Request:
Render the records from their start through the line containing "[234,52,431,323]", inclusive, as a two-column CSV with the header request,answer and one row per request. Place each request's text and its answer in their own quoted fields, with line breaks replaced by spaces.

Input data:
=-=-=-=-=
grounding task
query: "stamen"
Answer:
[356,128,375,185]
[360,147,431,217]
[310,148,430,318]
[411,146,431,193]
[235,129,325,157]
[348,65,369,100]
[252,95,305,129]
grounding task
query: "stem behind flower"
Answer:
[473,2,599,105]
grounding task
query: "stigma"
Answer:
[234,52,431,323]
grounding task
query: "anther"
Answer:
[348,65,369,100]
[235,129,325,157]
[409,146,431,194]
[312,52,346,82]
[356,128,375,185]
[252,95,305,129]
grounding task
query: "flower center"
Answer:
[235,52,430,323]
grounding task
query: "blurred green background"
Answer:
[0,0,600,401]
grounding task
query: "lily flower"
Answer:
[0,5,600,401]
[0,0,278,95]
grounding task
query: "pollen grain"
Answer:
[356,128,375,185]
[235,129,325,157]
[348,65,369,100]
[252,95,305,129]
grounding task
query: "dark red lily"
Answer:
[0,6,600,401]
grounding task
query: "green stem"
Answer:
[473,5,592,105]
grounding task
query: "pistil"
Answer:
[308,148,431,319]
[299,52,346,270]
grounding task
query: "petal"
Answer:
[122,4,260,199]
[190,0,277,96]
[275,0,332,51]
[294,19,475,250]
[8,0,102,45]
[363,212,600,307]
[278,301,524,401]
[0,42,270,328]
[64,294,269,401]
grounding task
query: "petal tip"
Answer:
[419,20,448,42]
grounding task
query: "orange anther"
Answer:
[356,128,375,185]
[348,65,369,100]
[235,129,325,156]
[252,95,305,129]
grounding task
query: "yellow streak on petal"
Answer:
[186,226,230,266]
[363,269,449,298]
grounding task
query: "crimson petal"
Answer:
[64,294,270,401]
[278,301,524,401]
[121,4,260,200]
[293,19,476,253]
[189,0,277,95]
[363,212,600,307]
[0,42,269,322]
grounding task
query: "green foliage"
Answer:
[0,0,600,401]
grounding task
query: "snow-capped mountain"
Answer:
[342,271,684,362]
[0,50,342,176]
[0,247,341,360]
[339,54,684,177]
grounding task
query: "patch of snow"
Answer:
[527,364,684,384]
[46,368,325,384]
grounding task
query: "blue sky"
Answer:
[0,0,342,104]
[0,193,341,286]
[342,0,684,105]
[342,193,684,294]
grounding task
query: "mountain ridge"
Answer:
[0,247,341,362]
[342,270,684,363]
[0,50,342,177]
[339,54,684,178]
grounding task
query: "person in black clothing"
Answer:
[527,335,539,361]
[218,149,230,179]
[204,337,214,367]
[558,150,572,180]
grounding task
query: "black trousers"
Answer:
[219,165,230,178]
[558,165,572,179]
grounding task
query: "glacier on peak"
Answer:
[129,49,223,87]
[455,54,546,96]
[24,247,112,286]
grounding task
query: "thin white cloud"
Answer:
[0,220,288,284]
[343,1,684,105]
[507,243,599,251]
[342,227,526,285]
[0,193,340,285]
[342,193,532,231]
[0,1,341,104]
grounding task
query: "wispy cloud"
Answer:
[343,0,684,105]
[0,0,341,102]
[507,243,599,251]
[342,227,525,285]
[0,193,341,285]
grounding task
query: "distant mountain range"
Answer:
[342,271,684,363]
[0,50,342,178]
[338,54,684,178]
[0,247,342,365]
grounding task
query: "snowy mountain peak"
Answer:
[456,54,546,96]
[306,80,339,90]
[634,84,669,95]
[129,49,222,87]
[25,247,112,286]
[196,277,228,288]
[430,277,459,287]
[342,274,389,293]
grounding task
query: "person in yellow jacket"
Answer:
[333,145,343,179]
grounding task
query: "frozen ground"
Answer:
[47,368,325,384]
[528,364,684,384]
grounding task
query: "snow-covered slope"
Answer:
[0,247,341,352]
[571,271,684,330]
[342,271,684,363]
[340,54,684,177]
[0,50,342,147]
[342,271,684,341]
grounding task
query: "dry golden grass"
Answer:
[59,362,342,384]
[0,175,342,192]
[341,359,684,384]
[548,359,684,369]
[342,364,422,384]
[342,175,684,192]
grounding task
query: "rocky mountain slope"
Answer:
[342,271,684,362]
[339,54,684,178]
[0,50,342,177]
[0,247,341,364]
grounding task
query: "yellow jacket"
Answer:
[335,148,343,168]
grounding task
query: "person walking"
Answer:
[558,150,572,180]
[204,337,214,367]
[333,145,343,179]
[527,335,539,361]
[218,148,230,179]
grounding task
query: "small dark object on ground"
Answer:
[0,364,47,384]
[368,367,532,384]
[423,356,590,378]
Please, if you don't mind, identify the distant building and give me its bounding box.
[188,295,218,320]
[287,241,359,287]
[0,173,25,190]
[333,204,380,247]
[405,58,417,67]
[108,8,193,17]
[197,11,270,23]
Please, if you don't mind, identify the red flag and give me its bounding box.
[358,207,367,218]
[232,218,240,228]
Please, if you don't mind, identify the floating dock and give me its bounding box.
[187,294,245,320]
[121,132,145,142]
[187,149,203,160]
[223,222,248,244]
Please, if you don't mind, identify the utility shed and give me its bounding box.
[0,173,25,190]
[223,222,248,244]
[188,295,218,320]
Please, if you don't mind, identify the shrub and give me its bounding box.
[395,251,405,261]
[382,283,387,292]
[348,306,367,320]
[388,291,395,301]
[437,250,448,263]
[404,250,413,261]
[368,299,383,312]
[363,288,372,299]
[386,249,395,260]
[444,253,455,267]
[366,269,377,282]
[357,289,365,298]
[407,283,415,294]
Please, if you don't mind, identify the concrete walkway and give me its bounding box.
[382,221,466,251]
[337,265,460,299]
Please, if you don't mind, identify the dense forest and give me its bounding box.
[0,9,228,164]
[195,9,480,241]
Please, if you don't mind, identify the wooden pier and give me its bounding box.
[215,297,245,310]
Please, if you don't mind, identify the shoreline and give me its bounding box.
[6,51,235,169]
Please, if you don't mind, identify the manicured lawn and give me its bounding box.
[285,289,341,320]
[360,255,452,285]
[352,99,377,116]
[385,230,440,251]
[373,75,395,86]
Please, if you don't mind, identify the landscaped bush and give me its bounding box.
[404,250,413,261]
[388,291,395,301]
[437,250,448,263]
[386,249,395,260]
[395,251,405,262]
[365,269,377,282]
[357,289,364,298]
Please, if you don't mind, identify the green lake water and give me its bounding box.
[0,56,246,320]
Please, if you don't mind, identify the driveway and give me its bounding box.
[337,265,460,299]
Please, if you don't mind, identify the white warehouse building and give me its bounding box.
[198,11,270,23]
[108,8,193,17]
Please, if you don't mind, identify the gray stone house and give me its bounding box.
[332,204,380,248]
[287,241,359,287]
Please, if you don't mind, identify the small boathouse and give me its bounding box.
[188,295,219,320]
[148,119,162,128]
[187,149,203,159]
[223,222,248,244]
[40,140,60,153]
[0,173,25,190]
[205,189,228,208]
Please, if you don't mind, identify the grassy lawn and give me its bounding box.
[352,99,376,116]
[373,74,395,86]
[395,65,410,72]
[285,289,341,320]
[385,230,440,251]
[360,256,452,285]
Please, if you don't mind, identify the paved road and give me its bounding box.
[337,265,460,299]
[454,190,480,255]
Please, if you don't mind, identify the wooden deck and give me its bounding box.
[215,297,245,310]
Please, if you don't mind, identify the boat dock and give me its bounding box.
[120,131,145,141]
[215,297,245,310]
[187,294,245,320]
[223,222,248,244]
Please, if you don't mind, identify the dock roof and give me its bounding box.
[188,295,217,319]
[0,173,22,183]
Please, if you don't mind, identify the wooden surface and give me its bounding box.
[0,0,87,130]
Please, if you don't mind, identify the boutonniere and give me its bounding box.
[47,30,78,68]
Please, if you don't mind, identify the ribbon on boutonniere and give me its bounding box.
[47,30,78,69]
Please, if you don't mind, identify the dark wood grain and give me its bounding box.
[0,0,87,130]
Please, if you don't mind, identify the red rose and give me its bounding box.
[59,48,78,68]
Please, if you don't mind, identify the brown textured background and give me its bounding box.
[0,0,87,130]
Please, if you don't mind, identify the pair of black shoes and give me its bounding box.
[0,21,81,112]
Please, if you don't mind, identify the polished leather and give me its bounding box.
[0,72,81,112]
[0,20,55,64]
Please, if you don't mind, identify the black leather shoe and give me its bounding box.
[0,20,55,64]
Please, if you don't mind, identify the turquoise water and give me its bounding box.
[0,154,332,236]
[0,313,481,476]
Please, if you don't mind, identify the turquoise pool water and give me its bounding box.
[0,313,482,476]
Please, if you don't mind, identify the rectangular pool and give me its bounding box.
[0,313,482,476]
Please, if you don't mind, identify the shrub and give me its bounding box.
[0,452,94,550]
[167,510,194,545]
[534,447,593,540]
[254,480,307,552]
=-=-=-=-=
Answer in full:
request,answer
"grounding task query: ""stamen"" Answer:","[356,128,375,185] [360,147,431,217] [310,148,430,318] [411,146,431,193] [235,129,325,157] [348,65,369,100] [252,95,305,129]"
"grounding task query: ""stem behind flower"" Answer:","[473,2,599,105]"
"grounding task query: ""stigma"" Answer:","[234,52,431,323]"